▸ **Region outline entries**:

========================

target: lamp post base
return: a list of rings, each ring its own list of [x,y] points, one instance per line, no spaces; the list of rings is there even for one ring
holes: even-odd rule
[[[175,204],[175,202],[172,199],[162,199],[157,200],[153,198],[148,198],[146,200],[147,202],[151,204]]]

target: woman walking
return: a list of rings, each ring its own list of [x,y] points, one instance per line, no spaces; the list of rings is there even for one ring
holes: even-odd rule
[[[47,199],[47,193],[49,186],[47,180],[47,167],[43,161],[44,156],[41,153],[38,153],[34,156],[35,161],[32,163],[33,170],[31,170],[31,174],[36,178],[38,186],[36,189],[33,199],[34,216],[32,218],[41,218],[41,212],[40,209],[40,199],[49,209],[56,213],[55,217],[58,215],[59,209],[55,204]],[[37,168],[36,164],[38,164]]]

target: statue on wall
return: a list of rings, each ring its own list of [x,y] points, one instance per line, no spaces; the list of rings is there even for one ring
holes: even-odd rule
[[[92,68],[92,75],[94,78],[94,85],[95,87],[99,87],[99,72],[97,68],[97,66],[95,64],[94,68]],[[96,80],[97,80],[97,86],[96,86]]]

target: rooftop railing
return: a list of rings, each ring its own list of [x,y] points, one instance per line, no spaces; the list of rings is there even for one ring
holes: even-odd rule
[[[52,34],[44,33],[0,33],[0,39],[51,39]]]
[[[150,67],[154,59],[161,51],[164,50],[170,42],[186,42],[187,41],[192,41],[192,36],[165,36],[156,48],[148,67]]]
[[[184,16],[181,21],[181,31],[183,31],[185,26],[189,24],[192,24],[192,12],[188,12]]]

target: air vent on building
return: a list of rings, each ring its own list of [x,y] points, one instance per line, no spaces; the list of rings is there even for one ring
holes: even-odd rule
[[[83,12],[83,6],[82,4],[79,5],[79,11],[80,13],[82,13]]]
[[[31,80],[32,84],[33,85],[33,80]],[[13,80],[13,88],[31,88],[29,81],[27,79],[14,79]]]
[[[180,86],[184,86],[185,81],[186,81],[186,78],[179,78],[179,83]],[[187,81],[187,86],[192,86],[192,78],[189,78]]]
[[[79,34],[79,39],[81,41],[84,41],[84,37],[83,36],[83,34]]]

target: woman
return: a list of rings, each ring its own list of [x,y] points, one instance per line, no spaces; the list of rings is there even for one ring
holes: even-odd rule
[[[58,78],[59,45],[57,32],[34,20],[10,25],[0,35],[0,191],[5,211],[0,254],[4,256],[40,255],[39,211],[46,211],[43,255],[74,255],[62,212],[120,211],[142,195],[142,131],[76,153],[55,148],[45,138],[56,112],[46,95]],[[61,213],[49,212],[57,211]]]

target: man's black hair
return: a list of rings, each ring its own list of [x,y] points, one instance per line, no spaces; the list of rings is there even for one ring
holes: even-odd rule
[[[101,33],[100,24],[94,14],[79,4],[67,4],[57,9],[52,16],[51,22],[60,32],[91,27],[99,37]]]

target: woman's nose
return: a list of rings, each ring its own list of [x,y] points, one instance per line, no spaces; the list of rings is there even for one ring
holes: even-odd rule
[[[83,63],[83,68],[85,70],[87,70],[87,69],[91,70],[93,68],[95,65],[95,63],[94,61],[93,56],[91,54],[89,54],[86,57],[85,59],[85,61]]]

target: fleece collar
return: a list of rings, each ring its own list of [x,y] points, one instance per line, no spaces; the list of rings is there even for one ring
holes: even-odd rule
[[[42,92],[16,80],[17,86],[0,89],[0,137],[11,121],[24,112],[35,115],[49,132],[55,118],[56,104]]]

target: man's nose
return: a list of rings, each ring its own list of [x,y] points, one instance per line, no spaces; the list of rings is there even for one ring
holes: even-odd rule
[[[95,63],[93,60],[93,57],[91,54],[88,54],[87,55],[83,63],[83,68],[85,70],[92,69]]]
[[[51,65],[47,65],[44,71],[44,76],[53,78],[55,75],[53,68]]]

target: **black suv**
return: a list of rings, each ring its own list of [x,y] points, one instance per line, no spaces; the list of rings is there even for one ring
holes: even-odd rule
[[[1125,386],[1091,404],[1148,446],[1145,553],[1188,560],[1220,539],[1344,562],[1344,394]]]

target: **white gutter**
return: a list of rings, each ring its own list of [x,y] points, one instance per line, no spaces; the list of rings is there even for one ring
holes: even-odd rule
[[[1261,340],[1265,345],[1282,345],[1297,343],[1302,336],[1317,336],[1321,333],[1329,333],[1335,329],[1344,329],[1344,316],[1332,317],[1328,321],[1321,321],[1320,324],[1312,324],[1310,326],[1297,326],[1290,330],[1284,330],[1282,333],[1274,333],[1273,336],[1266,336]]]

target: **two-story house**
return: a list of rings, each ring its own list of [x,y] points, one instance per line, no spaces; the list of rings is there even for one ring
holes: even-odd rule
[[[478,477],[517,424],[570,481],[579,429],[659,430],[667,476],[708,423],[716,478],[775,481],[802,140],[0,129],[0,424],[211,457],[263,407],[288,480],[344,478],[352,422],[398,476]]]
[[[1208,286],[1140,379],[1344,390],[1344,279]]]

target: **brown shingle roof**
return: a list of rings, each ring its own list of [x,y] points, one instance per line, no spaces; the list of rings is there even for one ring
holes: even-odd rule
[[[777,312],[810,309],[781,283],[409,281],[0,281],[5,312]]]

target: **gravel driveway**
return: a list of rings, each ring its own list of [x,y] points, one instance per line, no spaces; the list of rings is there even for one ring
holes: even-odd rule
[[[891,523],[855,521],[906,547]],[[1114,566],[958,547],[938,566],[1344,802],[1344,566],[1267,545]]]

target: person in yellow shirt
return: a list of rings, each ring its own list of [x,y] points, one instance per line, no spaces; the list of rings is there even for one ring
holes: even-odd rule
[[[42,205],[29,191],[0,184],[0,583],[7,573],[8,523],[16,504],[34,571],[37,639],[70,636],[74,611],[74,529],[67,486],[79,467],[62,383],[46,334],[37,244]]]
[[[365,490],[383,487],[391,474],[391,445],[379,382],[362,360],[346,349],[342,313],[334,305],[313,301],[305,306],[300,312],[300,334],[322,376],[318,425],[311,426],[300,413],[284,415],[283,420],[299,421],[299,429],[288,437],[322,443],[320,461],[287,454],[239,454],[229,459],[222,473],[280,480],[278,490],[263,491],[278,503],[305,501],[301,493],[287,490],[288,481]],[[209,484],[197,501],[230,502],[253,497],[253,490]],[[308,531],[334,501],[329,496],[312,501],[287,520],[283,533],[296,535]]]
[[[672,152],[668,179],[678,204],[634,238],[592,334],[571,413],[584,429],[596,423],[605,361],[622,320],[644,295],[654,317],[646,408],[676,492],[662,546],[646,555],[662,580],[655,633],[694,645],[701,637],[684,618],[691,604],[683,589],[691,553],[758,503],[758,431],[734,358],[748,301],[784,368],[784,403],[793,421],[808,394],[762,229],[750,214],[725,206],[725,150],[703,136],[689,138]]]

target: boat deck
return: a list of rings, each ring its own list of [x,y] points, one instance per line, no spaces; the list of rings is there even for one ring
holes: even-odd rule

========================

▸ **Task details**:
Write out every line unchanged, from the line with "target: boat deck" through the last line of the rows.

▸ **Worked answer**:
target: boat deck
return: a list of rings, each ring its own list of [x,y] points, one instance per line, no spaces; the list of rings is there even for one ring
holes: even-odd rule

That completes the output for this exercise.